▶ **Kutipan Teks**
=======

Mohon tunggu...
Dani Ramdani
Dani Ramdani Mohon Tunggu... Lainnya - Ordinary people

Homo sapiens. Nulis yang receh-receh. Surel : daniramdani126@gmail.com

Selanjutnya

Tutup

Humaniora Pilihan

Ironi Kinderflix, Konten Edukasi Anak yang Menjadi Objektifikasi Tubuh Perempuan

8 November 2023   10:09 Diperbarui: 8 November 2023   10:22 821
+
Laporkan Konten
Laporkan Akun
Kompasiana adalah platform blog. Konten ini menjadi tanggung jawab bloger dan tidak mewakili pandangan redaksi Kompas.
Lihat foto
Ilustrasi. | Foto: Antara

Bagi yang memiliki anak kecil tentu sudah hafal beberapa chanel YouTube anak. Saya sendiri mengetahui itu karena keponakan sering menonton. Saya familiar dengan lagu "roda pada bus berputar-putar."

Saya juga familiar dengan abang-abang yang membuat konten mobil mainan. Karena konten itu, kuota pun cepat habis karena dipinjam keponakan. 

Saat ini, banyak konten yang menyasar anak-anak. Konten tersebut memang tak salah karena di dalamnya ada interaksi. Jadi, anak jauh lebih aktif karena beberapa konten di atas. 

Kinderflix merupakan chanel edukasi anak yang tengah naik daun. Kinderflix berisi konten edukasi anak yang mencakup banyak hal. Misalnya mengenal anggota tubuh dan yang lainnya. 

Selain itu, pembawa acara pun membawakan konten sangat interaktif. Jadi, tidak heran jika Kinderflix menjadi tontonan alternatif selain Cocomelon. 

Namun, di balik konten edukasi anak, ada sisi lain yang harus kita sikapi. Di media sosial, Kinderflix tidak hanya menjadi konsumsi anak-anak. Tapi para remaja hingga bapak-bapak. 

Banyak video yang menunjukkan bapak-bapak ikut berinteraksi langsung dengan Kak Nisa sang pembawa konten. Dari sisi itu, saya mewajarkannya karena terlihat lucu. 

Tapi, tidak sedikit juga yang mengobjektifikasi tubuh Kak Nisa dengan komentar tidak senonoh bahkan berujung pada pelecehan seksual. 

Padahal Kak Nisa berpakaian sopan, tertutup, dan sangat islami. Tapi, hal itu tidak cukup. Salah satu alasan bapak-bapak dan para remaja menonton Kinderflix karena sosok Nisa yang cantik. 

Para remaja dan bapak-bapak ini bukan menikmati konten karena jelas bukan untuk mereka. Tapi, mereka menonton Kinderflix hanya untuk melihat Nisa dan mengobjektifikasi tubuhnya saja. 

Pernyataan Kinderflix terkait komentar negatif di kontennya. | Foto: instagram.com/kinderflix.idn
Pernyataan Kinderflix terkait komentar negatif di kontennya. | Foto: instagram.com/kinderflix.idn

Tentu ini menjadi sebuah ironi. Konten yang seharusnya mengedukasi anak justru dijadikan objektifikasi tubuh perempuan oleh orang-orang yang tidak bermoral.

=======

▶ **Catatan**
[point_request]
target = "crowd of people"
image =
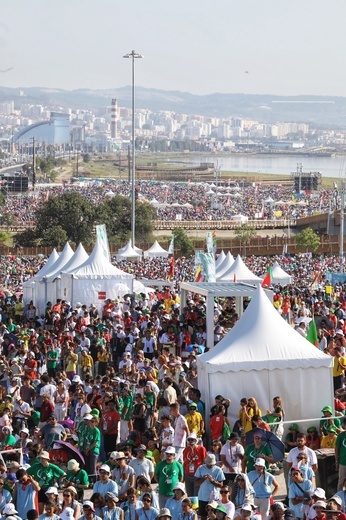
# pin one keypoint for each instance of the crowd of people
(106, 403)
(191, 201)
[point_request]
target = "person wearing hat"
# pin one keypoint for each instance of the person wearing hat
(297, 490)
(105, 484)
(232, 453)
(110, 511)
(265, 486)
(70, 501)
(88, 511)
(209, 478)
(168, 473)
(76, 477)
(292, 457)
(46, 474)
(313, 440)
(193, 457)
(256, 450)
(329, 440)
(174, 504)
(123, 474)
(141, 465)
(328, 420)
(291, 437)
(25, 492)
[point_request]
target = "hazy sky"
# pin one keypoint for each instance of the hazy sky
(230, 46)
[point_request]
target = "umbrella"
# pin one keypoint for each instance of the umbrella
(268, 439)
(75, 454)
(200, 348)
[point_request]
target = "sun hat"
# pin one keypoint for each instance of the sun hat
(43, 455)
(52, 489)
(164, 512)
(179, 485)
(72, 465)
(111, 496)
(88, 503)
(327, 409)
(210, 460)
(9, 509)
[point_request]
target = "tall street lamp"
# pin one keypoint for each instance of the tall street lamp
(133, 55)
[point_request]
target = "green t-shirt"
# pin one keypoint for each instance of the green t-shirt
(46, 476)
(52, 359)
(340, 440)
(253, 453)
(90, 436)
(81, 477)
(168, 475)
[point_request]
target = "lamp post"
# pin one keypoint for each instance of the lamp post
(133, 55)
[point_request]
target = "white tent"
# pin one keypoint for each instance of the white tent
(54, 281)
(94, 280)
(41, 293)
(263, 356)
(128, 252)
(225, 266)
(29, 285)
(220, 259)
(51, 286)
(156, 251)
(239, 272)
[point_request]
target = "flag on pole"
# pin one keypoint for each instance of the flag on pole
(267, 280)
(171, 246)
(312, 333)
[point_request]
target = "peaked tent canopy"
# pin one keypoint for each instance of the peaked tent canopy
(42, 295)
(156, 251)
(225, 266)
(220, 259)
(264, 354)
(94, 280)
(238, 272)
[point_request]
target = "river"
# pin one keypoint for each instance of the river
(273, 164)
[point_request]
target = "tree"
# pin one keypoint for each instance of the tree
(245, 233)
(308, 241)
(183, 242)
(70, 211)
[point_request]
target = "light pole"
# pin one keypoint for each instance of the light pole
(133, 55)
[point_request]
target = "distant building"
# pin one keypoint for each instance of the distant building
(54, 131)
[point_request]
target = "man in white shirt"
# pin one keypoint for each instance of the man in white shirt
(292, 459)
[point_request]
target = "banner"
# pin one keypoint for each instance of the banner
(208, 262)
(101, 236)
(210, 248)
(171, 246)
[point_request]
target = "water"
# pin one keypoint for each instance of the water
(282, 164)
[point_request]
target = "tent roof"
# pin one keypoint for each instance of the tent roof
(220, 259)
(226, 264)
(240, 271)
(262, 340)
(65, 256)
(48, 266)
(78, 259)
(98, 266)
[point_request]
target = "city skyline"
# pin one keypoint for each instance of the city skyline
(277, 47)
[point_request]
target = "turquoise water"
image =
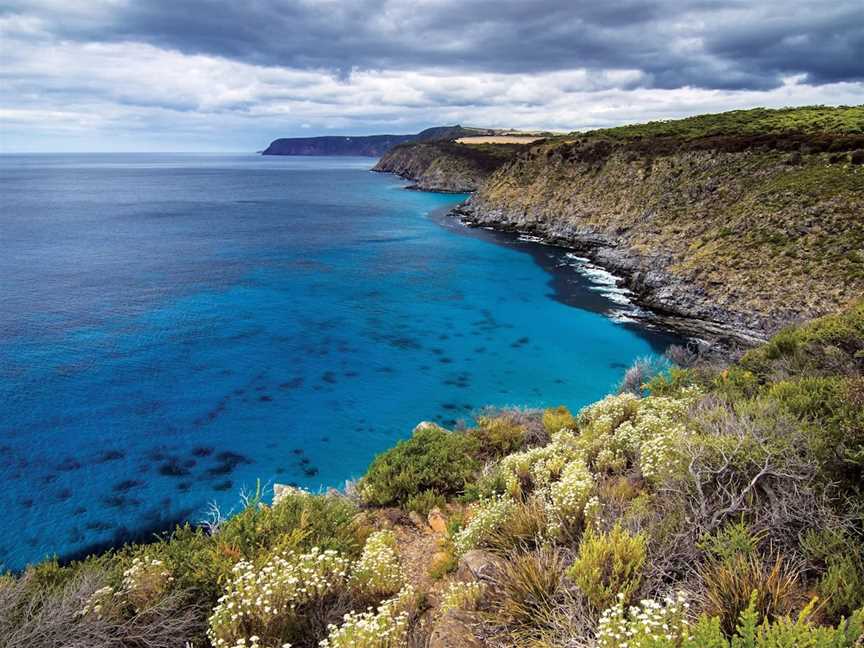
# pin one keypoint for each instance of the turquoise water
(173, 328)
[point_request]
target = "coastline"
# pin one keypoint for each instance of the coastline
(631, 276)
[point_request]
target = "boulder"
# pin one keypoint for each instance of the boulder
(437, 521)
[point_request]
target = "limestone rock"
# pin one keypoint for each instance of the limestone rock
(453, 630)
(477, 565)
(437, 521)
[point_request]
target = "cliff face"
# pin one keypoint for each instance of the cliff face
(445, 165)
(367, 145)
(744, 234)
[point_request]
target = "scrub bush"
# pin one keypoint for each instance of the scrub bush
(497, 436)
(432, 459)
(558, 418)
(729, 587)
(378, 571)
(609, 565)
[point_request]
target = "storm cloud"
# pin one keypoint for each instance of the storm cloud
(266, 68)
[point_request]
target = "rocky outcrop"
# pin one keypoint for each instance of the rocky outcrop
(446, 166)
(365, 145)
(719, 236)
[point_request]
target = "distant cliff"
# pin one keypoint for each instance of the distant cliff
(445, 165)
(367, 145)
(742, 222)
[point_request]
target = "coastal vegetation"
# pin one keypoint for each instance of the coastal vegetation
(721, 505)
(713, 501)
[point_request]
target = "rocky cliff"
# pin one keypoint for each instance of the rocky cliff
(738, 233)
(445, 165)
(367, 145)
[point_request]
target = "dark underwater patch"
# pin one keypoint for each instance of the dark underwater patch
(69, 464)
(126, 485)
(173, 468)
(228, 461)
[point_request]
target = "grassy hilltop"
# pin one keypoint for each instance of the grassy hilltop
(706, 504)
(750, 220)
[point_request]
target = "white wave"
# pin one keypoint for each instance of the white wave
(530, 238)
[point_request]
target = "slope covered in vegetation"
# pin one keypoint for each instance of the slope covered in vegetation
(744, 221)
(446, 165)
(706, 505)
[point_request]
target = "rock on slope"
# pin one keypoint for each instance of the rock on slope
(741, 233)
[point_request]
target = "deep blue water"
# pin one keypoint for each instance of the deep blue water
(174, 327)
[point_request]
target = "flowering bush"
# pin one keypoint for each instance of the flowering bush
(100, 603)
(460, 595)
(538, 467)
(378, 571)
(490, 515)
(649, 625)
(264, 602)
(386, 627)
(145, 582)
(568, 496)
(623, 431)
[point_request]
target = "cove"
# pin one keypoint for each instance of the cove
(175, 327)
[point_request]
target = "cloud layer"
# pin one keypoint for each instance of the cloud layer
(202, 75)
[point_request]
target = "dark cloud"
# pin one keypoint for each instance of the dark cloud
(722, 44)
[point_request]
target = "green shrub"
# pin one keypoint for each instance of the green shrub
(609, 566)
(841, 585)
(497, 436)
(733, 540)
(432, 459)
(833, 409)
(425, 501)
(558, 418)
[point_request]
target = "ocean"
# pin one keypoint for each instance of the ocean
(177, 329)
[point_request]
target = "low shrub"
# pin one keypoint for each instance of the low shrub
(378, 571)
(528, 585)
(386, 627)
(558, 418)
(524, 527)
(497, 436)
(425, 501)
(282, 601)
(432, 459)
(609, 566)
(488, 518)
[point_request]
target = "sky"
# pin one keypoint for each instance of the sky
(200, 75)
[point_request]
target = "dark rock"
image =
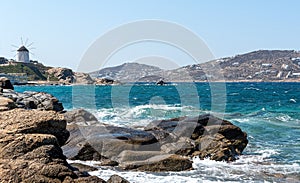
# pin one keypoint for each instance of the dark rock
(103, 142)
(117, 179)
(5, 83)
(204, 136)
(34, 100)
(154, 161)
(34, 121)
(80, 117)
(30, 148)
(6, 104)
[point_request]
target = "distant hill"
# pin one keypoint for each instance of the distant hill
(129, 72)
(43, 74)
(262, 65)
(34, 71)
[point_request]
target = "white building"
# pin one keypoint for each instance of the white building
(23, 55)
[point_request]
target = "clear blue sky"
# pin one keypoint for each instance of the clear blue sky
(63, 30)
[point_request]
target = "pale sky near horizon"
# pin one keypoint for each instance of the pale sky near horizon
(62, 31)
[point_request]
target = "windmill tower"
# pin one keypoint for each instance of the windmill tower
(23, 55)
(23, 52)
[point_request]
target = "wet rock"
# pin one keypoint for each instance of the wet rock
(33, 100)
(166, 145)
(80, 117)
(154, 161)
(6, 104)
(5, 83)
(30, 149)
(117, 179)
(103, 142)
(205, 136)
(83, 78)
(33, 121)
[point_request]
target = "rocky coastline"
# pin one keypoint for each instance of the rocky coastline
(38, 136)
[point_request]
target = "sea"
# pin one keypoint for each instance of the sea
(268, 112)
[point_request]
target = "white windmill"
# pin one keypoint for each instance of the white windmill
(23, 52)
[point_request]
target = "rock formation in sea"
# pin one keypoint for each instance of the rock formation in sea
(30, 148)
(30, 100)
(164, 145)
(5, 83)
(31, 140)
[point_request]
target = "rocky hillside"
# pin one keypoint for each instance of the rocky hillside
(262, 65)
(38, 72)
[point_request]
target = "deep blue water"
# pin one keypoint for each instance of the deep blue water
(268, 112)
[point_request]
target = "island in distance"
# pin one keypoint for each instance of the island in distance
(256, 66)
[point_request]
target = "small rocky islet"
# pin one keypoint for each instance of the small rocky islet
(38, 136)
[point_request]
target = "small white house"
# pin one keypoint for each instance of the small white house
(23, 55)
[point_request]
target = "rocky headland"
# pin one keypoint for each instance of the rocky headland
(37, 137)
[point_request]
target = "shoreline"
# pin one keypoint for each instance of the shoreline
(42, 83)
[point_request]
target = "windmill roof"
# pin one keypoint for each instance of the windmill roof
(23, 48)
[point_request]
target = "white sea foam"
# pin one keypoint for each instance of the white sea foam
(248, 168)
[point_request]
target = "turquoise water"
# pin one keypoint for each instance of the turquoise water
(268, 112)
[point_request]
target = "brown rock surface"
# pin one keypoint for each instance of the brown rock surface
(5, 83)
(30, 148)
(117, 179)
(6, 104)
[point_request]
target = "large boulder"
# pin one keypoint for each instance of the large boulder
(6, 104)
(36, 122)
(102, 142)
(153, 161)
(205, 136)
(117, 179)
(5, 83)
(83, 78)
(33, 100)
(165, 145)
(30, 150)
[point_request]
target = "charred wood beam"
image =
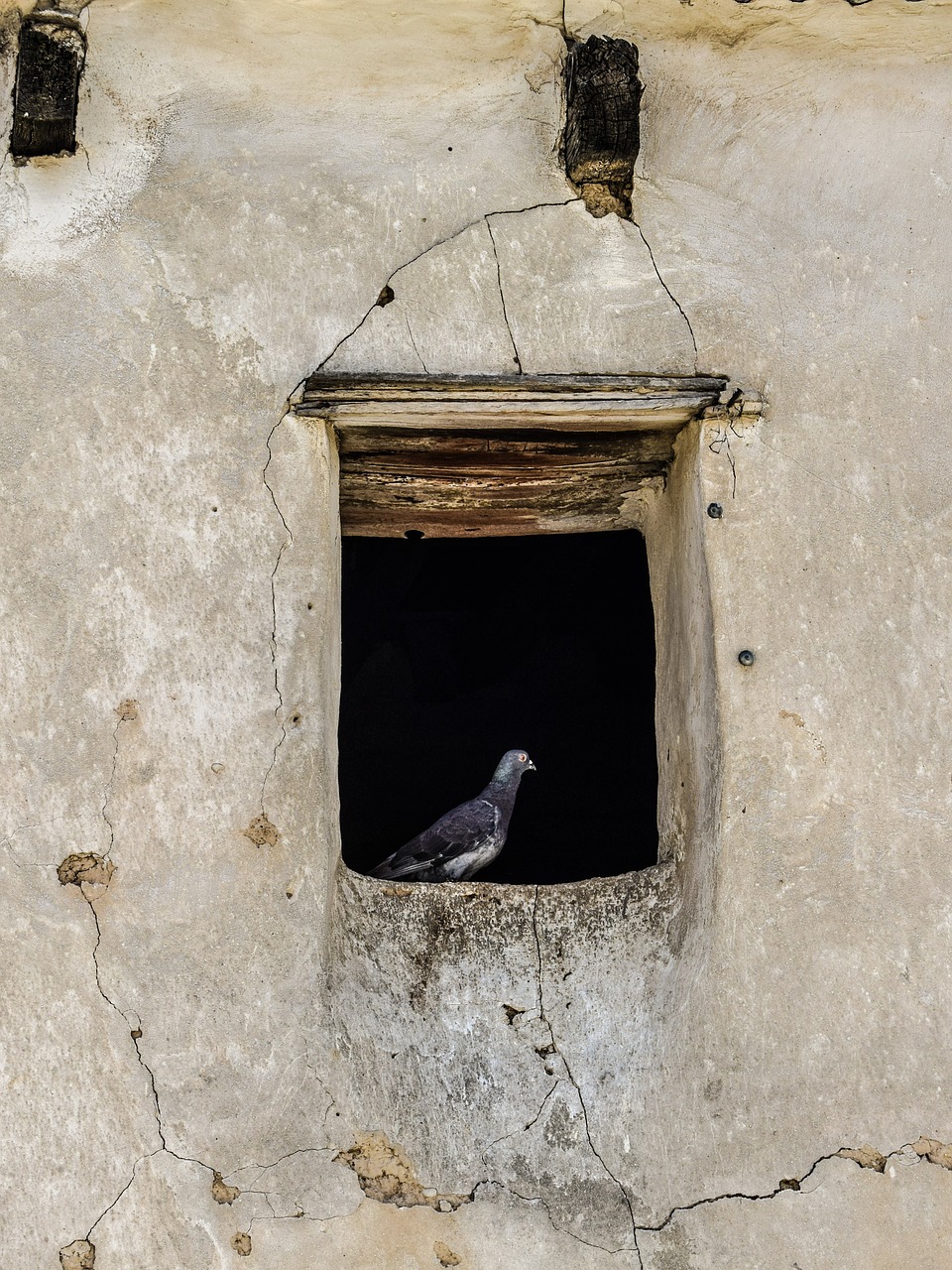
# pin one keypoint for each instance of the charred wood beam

=======

▶ **Tugas Latihan**
1 – Ambil bagian artikel tentang Kinderflix mulai dari "Tapi, tidak sedikit" sampai dengan "mengobjektifikasi tubuhnya saja.", tanpa mengubah apa pun.
2 – Jawab pertanyaan berikut berdasarkan artikel tentang Kinderflix.
(a) Siapa nama pembawa konten Kinderflix?
(b) Kinderflix disebut sebagai tontonan alternatif selain apa?
(c) Mengapa kuota cepat habis karena konten mobil mainan?
Catatan di atas tidak berperan sama sekali di sini.

▶ **Jawaban yang Diharapkan**
1 –
Tapi, tidak sedikit juga yang mengobjektifikasi tubuh Kak Nisa dengan komentar tidak senonoh bahkan berujung pada pelecehan seksual. 

Padahal Kak Nisa berpakaian sopan, tertutup, dan sangat islami. Tapi, hal itu tidak cukup. Salah satu alasan bapak-bapak dan para remaja menonton Kinderflix karena sosok Nisa yang cantik. 

Para remaja dan bapak-bapak ini bukan menikmati konten karena jelas bukan untuk mereka. Tapi, mereka menonton Kinderflix hanya untuk melihat Nisa dan mengobjektifikasi tubuhnya saja.

2 –
(a) Kak Nisa.
(b) Cocomelon.
(c) Karena dipinjam keponakan.